## What you should do
Go through the records below and tally the lines that include "woman". Answer with the number only.
Supplied material below:
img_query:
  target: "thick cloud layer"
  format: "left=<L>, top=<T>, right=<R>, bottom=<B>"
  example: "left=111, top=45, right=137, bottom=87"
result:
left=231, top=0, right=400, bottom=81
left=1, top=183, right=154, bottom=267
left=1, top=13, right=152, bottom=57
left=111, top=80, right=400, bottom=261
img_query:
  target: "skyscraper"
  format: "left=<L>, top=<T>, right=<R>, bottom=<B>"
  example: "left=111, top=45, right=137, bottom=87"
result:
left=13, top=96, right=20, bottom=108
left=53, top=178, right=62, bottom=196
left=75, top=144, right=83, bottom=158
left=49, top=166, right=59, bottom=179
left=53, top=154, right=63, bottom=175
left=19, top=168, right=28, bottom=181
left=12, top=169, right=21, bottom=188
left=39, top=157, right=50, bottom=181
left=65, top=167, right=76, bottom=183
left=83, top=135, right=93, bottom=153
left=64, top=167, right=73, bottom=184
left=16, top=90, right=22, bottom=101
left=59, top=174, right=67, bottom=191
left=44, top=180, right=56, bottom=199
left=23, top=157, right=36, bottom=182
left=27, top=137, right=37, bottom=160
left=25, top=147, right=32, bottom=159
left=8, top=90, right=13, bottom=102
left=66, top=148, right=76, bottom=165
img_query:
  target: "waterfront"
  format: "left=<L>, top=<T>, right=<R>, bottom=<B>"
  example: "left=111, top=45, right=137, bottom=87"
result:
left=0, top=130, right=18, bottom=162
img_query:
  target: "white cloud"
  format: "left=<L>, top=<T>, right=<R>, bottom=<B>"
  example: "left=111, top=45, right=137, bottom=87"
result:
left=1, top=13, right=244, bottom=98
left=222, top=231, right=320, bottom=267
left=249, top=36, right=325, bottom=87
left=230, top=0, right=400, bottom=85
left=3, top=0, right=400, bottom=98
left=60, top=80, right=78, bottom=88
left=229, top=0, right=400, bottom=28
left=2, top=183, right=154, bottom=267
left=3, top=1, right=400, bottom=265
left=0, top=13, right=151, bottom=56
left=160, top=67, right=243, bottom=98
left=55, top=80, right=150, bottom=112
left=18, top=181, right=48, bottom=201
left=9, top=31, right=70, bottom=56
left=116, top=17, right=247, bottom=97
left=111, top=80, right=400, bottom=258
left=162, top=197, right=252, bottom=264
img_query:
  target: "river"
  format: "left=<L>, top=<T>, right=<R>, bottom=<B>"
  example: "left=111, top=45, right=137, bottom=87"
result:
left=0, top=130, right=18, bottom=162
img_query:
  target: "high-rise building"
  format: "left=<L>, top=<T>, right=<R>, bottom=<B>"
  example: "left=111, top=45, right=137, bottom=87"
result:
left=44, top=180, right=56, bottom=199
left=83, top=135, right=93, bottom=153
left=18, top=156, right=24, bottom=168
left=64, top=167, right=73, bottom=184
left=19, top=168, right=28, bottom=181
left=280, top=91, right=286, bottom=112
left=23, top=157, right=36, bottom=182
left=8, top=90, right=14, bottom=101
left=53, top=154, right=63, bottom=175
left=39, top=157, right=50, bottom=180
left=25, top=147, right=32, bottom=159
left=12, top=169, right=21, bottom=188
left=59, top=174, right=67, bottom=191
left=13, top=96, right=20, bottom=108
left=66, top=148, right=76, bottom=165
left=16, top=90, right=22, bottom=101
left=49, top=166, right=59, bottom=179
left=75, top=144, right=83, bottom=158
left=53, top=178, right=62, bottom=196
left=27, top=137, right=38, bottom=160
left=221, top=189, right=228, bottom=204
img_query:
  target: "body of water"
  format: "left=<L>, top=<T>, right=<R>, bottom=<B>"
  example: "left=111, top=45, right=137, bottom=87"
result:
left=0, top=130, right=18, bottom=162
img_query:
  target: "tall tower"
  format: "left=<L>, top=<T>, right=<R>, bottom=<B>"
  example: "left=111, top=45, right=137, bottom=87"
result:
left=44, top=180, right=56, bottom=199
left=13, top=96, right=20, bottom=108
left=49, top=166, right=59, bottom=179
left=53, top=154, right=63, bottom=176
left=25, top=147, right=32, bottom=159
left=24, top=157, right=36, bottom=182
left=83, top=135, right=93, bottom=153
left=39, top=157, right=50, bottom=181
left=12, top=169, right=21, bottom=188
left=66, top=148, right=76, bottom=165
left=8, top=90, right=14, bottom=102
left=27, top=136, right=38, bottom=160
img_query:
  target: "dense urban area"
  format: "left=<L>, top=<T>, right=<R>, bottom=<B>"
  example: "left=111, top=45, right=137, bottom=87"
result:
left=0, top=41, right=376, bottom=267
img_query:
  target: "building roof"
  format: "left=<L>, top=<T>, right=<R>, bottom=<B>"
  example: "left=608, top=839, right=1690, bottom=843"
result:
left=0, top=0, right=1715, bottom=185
End of Supplied material.
Supplied material below:
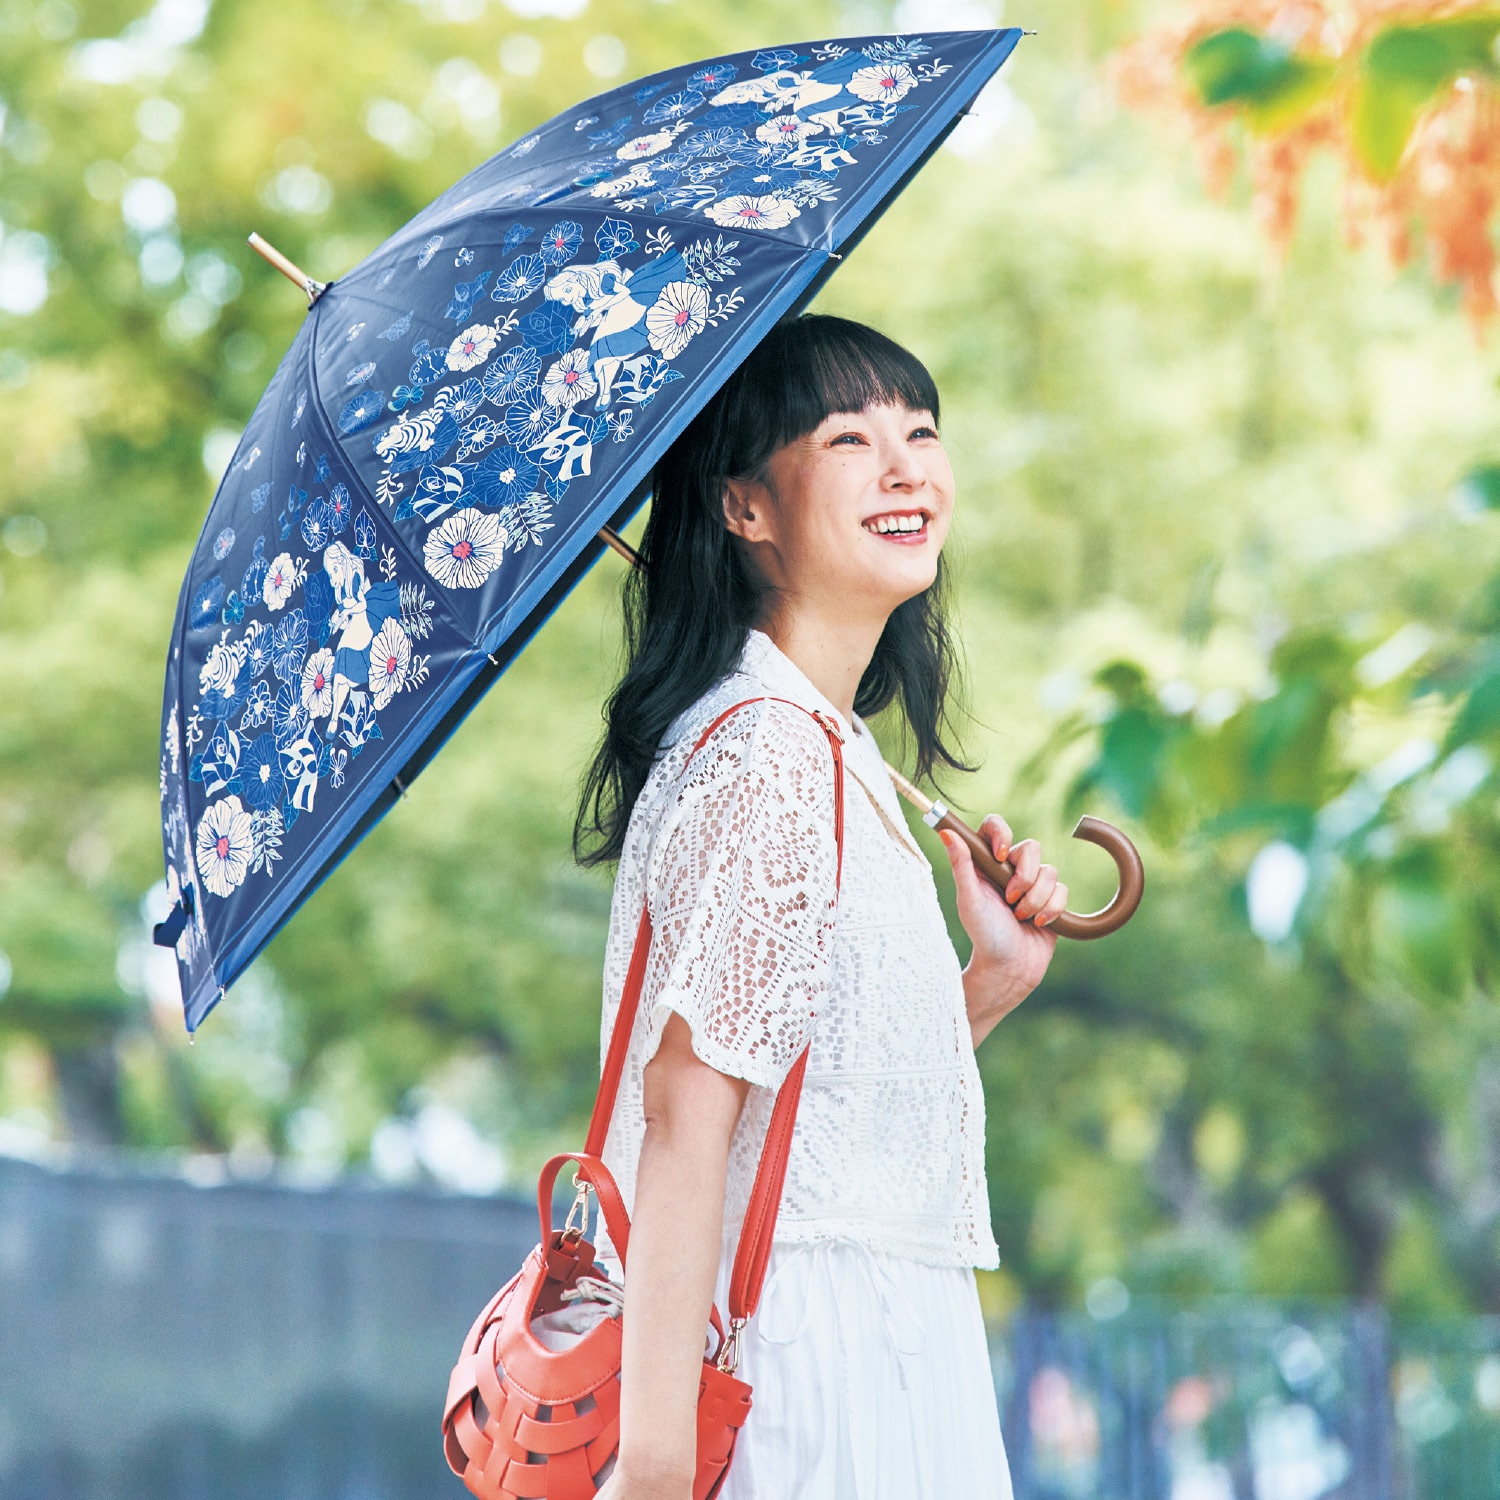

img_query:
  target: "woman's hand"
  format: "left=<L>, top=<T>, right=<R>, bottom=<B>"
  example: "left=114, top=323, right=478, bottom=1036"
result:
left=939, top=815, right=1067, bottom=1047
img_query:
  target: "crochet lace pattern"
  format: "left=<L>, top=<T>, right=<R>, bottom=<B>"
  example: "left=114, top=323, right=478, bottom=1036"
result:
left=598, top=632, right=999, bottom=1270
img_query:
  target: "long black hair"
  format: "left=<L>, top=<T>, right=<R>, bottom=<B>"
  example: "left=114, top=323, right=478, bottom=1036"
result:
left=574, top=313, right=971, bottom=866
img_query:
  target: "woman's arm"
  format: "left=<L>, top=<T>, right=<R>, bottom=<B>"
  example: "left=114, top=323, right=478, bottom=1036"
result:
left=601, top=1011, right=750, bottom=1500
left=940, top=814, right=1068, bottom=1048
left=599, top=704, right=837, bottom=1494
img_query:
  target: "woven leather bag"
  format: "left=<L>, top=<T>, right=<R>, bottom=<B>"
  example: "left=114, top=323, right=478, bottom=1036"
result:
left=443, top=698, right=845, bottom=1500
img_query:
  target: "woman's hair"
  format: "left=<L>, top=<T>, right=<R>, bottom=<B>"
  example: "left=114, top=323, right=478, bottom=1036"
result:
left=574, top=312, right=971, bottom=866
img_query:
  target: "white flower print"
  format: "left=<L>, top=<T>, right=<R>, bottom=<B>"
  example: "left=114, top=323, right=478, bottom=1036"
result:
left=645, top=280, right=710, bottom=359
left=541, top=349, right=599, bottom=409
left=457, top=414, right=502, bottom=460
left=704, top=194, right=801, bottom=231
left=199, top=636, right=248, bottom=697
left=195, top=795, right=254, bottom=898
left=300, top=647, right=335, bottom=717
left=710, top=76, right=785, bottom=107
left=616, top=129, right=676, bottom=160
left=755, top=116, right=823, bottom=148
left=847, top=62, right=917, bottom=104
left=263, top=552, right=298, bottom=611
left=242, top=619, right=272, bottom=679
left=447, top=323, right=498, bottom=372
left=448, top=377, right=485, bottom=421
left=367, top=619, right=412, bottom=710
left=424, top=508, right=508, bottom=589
End of Supplied material.
## Solution to the exercise
3